+++ Text passage +++
IRRAS HOLDINGS, INC. AND SUBSIDIARIES

NOTES TO THE CONSOLIDATED FINANCIAL STATEMENTS

 

DECEMBER 31, 2024

 

 

Note 2—Summary of significant accounting policies (continued)

 

The Company determines the amount of revenue to be recognized through the application of the following steps:

 

Identification of the contract with a customer
Identification of the performance obligations in the contract
Determination of the transaction price
Allocation of the transaction price to the performance obligations in the contract
Recognition of revenue when, or as, the Company satisfies a performance obligation

 

The Company generates revenue through the sale of products, with standard shipping terms and discounts. The Company’s revenue transactions consist of a single performance obligation to transfer promised goods. Quantities to be delivered to the customer are determined through orders received from the customer. The Company recognizes revenue when it has fulfilled the performance obligation, which is typically determined by the shipping terms. Revenue is measured as the amount of consideration the Company expects to receive in exchange for the transferred goods. Payment terms are consistent with terms standard to the market the Company serves. The Company does not offer warranties. All returns of non-disposable products must be approved by the Company.

 

Income Taxes – The Company accounts for income taxes under the asset and liability method, whereby deferred tax assets and liabilities are recorded for the future tax impact attributable to differences between the consolidated financial statements carrying amounts of existing assets and liabilities and their respective tax bases as well as expected benefits of utilizing net operating losses and credit carryforwards.

 

The Company measures deferred tax assets and liabilities using enacted tax rates that are expected to apply in the years in which the Company expects to recover or settle those temporary differences. The Company recognizes in income the effect of a change in tax rates on deferred tax assets and liabilities in the period that includes the enactment date.

 

The Company recognizes the effect of income tax positions only if sustaining those positions is more likely than not. The Company reflects changes in recognition or measurement of uncertain tax positions in the period in which a change in judgment occurs. The Company recognizes interest and penalties, if any, related to uncertain tax positions within income tax expense. Accrued interest and penalties are included within the related tax liability line in the accompanying consolidated balance sheet.
+++
- **Exercise 1**
In the accounting policies note, who must approve returns of non-disposable products?
The text and the listing have nothing to do with each other.
+++ Record list +++
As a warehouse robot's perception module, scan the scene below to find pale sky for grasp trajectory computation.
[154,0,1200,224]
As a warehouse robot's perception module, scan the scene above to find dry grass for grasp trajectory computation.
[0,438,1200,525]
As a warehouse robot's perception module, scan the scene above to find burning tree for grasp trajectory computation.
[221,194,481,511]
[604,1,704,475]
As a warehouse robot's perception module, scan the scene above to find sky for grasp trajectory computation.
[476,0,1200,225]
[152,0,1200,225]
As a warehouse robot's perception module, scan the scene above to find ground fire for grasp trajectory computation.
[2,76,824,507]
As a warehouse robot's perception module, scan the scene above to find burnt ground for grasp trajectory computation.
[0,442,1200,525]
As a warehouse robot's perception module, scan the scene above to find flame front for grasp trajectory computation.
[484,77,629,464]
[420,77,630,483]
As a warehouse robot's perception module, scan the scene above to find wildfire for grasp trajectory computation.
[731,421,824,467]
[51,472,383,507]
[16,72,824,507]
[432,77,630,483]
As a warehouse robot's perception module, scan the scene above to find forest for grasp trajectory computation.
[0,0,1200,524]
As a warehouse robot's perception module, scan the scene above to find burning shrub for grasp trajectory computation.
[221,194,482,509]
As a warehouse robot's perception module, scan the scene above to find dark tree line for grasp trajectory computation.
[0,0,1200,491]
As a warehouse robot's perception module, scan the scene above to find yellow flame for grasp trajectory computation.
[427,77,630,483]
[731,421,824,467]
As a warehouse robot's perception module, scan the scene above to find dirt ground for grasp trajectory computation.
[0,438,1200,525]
+++
+++ Record list +++
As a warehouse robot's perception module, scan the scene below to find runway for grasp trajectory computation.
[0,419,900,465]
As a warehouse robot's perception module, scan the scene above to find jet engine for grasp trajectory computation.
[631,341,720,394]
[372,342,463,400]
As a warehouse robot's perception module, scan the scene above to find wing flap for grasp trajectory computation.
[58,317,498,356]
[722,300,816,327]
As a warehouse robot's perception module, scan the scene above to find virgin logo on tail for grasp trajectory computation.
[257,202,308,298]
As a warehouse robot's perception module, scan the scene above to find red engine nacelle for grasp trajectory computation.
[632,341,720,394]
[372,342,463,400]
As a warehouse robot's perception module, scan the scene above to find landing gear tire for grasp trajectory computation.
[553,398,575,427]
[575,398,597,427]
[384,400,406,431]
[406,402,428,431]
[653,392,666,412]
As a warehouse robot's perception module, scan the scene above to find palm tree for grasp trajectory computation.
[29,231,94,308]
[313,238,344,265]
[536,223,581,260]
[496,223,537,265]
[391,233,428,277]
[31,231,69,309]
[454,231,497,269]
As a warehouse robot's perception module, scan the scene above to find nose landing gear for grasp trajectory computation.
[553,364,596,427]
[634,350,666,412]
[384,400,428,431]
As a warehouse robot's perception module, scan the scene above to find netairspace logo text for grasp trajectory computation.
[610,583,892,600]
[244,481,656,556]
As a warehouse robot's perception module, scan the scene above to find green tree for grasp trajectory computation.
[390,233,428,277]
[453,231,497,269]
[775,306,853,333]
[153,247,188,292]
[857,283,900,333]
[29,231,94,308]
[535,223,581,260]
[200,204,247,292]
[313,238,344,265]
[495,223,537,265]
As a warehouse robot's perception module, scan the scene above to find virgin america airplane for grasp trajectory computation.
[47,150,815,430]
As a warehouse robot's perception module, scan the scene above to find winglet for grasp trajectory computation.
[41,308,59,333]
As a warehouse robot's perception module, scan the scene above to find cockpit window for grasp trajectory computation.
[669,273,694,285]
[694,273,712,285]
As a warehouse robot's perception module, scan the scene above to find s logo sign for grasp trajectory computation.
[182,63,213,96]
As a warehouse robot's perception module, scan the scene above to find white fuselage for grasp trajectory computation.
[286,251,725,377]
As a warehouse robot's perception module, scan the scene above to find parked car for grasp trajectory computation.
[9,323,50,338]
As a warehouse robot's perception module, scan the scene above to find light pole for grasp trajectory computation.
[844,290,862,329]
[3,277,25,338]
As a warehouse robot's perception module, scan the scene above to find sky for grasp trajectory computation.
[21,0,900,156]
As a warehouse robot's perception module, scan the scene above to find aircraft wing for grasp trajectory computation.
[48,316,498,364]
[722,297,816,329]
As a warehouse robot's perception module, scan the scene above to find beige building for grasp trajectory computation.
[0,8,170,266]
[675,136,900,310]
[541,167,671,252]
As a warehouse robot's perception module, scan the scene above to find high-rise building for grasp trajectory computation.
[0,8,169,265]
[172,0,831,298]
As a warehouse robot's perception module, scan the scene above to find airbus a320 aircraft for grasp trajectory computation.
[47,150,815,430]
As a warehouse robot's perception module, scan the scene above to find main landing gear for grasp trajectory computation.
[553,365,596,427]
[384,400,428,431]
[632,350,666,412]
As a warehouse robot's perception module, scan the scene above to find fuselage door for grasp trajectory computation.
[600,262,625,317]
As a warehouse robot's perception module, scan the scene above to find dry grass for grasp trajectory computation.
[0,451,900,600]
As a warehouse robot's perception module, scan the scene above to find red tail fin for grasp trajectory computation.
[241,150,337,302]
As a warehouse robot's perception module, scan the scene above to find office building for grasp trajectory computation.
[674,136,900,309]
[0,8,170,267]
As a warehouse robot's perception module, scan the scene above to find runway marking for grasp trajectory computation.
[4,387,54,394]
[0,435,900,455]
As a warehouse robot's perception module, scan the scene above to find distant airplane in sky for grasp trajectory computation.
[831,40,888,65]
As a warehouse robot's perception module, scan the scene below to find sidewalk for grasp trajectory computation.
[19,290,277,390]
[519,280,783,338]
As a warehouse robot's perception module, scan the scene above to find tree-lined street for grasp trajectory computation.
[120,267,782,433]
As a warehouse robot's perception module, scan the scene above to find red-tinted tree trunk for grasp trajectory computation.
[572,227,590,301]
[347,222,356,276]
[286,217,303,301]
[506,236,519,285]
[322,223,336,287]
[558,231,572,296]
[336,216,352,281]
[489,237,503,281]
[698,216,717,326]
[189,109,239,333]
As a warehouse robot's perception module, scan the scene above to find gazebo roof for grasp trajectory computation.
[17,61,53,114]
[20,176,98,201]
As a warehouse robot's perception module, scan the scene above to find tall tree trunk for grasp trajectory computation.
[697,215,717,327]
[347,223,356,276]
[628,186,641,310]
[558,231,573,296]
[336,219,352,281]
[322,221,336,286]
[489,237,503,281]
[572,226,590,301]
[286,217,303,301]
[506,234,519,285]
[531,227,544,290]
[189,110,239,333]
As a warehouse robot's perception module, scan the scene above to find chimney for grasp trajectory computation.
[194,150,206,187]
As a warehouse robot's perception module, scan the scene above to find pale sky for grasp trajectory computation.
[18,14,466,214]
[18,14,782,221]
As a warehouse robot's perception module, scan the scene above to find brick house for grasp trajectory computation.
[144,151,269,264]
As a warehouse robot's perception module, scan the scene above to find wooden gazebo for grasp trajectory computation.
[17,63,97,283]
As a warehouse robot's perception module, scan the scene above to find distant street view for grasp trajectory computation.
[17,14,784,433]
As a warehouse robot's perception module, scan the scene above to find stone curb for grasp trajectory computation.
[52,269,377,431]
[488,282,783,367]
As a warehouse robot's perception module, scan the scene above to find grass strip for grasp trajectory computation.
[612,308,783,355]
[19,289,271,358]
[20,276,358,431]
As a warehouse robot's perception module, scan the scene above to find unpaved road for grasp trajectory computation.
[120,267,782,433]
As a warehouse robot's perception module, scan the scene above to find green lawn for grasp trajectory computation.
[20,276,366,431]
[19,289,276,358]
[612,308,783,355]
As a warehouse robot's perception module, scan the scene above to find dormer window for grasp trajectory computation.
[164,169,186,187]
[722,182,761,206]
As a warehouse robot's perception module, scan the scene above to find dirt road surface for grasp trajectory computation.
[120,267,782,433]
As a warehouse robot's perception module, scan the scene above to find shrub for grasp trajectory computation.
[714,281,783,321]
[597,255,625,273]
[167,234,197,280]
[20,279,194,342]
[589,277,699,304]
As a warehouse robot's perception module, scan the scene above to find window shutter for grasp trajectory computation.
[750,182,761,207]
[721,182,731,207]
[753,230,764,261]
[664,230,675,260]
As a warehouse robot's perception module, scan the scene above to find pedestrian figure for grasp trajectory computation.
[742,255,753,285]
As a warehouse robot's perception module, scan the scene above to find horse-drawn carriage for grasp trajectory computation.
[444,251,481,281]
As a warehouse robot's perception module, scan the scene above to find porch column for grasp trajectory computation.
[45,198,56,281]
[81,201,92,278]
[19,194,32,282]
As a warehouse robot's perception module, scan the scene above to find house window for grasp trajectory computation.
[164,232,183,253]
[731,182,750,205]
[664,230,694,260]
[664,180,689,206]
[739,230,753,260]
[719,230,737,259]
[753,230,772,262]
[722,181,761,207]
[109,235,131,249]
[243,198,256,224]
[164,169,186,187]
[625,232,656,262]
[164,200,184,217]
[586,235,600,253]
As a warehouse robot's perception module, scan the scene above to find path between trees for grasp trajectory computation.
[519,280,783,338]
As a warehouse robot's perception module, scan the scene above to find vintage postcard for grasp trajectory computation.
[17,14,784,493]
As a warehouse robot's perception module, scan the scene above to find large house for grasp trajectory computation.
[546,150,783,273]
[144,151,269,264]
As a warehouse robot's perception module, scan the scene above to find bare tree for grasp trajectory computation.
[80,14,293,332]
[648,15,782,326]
+++
+++ Record list +++
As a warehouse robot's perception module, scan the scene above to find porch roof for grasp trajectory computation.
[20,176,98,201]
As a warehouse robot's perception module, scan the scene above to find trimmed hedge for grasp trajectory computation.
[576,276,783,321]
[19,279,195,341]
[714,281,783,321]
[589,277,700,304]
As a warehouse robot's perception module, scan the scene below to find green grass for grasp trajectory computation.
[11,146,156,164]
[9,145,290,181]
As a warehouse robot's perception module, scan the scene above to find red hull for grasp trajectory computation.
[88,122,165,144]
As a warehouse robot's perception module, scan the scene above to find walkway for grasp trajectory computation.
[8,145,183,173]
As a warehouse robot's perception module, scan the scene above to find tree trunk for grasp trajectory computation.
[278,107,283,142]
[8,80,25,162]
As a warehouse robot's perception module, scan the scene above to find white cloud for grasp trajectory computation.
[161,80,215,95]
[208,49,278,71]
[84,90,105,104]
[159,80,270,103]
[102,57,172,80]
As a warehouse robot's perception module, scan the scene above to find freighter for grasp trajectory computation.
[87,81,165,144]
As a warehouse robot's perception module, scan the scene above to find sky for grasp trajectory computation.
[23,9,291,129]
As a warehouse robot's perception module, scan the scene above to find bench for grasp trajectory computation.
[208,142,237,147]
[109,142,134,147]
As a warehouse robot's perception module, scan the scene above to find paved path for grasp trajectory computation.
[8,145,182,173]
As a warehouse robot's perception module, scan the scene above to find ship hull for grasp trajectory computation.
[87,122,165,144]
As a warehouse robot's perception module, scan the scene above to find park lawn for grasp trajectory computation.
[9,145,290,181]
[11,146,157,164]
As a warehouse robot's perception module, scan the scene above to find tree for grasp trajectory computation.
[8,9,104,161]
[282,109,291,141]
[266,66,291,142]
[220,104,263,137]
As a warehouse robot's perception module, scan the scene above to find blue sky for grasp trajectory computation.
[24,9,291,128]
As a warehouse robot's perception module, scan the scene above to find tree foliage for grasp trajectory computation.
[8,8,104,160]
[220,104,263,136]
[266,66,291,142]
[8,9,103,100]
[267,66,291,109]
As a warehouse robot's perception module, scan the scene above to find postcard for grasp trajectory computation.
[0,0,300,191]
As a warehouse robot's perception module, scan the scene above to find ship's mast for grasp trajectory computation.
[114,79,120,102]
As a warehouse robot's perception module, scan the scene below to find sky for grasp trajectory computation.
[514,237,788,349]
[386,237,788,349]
+++
- **Exercise 2**
Lay out the lines of the listing as a Markdown table with the columns Row and Line, starting at the line containing "brick house for grasp trajectory computation." and ending at the line containing "[17,14,784,433]". Number each row and leave out blank lines.

- **Expected answer 1**
The Company must approve all returns of non-disposable products.

- **Expected answer 2**
| Row | Line |
|---|---|
| 1 | As a warehouse robot's perception module, scan the scene above to find brick house for grasp trajectory computation. |
| 2 | [144,151,269,264] |
| 3 | As a warehouse robot's perception module, scan the scene above to find wooden gazebo for grasp trajectory computation. |
| 4 | [17,63,97,283] |
| 5 | As a warehouse robot's perception module, scan the scene above to find distant street view for grasp trajectory computation. |
| 6 | [17,14,784,433] |